** Start INPUT **

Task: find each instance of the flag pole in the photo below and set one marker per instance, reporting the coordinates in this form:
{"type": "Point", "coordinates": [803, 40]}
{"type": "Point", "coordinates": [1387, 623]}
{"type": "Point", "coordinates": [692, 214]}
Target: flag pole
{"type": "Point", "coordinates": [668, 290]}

** End INPUT **

» DESCRIPTION OF THE TASK:
Rewrite the data with every occurrence of "flag pole" changed to "flagpole", keeping everything else the same.

» WRITTEN ANSWER:
Task: find each instance of the flagpole in the photo below and set one marker per instance, reporting the coordinates in this form:
{"type": "Point", "coordinates": [803, 40]}
{"type": "Point", "coordinates": [1387, 623]}
{"type": "Point", "coordinates": [692, 214]}
Target: flagpole
{"type": "Point", "coordinates": [668, 290]}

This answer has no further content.